* [WORK TO BE COMPLETED] Look through the listing below and report the lines that have the word "structure" in them.

* [INPUT MATERIAL]

[Start of section]

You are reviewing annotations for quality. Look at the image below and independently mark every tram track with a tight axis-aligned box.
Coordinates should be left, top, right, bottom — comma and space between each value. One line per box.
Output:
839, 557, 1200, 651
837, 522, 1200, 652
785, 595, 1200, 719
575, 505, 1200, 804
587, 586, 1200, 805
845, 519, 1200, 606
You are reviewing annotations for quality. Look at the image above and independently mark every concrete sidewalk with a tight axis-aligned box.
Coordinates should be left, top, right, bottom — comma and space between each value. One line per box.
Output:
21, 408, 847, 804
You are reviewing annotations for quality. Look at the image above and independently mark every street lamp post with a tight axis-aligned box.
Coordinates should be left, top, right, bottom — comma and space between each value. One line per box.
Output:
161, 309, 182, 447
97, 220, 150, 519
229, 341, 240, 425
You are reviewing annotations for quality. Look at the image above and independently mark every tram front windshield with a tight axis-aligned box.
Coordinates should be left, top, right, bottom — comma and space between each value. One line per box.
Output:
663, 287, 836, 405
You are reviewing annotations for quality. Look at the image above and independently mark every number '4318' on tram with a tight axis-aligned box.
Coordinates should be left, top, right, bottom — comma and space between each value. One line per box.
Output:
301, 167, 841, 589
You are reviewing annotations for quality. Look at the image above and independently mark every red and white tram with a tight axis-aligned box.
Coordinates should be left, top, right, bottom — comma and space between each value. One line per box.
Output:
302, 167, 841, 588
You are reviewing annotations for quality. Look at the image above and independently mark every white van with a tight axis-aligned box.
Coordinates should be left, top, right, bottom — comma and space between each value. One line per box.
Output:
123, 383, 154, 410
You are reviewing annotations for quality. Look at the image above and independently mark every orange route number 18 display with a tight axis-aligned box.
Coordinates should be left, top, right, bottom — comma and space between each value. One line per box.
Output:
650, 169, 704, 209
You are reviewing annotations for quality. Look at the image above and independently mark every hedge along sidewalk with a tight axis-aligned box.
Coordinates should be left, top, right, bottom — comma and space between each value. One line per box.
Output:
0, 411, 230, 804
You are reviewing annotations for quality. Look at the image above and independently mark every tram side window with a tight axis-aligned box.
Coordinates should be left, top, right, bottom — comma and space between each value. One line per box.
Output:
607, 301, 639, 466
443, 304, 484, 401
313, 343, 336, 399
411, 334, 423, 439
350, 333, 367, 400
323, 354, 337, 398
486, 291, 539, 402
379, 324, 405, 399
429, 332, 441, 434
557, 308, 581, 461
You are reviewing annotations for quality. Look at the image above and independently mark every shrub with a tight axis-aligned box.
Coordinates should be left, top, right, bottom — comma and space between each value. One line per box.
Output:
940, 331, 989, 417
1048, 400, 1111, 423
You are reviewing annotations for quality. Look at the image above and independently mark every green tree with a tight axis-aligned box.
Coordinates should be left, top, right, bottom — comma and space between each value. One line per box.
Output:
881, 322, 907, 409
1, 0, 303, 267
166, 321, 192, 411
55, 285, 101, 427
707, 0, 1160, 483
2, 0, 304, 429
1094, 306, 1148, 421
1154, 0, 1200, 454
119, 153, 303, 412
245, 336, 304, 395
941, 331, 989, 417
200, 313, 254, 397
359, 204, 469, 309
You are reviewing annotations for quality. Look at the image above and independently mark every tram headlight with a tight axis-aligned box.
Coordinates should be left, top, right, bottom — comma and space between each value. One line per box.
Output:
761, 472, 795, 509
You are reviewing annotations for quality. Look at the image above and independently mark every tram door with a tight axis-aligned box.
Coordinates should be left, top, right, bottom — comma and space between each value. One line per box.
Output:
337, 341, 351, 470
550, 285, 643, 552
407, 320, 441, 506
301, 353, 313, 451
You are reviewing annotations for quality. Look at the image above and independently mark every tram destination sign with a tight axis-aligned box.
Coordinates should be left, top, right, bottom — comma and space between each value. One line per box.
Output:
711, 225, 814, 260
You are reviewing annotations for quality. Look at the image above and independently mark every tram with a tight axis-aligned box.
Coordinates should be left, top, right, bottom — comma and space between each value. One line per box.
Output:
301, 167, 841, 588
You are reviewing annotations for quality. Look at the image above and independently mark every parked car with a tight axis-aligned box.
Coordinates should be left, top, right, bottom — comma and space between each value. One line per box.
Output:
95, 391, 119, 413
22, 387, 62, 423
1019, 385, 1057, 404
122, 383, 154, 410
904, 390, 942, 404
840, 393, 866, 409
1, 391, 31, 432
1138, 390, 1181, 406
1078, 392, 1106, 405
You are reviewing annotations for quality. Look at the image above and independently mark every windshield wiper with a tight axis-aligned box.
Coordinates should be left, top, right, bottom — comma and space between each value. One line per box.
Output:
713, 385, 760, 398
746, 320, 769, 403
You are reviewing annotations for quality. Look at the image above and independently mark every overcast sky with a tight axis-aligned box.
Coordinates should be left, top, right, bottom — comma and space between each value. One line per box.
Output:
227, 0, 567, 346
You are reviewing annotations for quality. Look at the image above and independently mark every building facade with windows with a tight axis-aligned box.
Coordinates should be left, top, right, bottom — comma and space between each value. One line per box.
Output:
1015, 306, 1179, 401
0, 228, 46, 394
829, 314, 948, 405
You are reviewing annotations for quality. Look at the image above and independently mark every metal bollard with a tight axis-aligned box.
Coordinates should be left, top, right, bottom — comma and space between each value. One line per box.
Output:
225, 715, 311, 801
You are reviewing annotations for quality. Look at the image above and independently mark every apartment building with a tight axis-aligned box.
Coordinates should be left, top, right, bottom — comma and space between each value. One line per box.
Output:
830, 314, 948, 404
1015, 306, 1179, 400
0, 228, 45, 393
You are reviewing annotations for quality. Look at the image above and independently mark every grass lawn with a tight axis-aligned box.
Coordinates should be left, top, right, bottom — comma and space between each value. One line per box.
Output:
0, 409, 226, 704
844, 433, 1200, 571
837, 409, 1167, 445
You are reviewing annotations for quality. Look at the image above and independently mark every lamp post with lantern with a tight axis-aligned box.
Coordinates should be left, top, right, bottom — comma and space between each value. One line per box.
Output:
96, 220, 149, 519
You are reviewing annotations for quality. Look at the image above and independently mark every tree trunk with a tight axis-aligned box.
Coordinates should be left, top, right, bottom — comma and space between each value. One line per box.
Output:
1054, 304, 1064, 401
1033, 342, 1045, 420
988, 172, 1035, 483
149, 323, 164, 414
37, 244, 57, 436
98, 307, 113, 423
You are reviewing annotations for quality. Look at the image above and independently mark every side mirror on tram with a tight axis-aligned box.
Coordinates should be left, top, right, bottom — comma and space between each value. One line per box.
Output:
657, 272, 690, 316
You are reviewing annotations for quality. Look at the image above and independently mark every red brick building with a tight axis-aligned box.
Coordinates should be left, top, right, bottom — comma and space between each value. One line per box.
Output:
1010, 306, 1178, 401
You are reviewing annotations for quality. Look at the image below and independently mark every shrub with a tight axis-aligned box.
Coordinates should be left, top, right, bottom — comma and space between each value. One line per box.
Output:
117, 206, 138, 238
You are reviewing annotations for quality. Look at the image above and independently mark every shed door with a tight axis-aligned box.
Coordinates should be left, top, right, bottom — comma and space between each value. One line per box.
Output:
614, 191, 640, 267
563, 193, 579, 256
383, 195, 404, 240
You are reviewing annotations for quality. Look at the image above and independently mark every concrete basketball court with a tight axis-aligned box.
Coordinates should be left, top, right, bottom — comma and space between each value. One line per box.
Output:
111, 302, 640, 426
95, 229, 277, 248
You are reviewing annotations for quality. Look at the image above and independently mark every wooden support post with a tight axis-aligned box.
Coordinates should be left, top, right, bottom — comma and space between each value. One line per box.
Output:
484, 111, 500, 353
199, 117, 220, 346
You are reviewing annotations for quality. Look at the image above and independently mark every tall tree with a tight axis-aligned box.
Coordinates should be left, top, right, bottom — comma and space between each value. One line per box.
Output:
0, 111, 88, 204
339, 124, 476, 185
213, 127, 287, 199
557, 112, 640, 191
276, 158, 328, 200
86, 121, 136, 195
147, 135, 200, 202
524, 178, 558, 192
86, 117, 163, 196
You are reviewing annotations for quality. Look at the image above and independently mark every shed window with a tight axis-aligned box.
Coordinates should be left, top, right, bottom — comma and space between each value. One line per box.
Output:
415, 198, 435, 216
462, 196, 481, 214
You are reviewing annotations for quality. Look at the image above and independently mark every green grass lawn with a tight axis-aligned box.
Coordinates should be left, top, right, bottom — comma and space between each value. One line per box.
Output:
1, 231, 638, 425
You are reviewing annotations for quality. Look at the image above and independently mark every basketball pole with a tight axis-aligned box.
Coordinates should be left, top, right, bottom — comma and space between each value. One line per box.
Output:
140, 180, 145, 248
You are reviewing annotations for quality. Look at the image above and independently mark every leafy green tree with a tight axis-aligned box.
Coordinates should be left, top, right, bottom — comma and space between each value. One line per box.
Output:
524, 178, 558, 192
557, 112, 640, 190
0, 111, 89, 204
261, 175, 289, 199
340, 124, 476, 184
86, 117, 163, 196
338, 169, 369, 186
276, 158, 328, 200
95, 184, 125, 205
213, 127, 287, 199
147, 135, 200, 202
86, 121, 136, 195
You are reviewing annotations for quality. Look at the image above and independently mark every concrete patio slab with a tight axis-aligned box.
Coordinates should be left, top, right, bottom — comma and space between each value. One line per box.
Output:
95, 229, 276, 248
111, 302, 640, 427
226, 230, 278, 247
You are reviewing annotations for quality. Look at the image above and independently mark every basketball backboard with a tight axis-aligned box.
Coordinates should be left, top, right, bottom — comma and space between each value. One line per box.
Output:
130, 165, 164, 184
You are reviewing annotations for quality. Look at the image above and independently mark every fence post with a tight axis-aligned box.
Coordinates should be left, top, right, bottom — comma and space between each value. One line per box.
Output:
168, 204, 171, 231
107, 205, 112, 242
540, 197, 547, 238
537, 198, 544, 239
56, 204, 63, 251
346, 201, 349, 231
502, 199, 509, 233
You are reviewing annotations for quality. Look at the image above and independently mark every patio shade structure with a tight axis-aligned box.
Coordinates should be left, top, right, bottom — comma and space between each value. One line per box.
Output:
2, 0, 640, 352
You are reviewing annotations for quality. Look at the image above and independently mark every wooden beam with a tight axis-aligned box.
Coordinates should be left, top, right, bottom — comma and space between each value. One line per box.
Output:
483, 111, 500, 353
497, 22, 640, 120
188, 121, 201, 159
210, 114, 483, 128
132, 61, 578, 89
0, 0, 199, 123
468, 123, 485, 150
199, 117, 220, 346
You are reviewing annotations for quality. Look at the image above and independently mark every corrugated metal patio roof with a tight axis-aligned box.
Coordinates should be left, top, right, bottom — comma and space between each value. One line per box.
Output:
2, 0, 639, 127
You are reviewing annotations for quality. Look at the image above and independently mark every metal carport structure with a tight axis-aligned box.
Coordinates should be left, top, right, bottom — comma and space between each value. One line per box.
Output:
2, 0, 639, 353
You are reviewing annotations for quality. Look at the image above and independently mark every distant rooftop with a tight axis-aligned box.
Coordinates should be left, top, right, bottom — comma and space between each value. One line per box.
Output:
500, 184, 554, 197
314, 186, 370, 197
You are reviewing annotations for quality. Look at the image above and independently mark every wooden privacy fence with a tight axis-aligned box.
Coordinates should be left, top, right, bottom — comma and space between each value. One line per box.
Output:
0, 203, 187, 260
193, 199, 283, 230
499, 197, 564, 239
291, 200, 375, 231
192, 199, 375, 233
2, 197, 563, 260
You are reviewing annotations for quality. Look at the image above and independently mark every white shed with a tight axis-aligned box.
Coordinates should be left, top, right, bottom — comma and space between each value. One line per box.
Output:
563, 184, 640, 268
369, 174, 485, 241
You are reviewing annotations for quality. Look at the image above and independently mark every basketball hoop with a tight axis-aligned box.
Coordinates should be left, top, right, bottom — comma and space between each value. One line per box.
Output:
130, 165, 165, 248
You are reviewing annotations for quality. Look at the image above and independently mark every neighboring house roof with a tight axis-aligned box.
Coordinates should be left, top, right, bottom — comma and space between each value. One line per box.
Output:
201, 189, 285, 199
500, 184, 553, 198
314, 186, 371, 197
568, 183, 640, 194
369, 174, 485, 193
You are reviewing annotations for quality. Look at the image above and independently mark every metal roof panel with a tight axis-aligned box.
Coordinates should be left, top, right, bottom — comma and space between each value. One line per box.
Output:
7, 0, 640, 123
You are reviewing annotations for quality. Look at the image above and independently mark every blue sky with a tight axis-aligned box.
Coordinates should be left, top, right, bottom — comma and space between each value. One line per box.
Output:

[End of section]

* [WRITTEN SOLUTION]
You are reviewing annotations for quality. Look at the image above and independently mark every patio shade structure with a tight axis-aligned box.
You are reviewing annotations for quality. Look at the image above and independently mark every metal carport structure with a tight axis-aligned box.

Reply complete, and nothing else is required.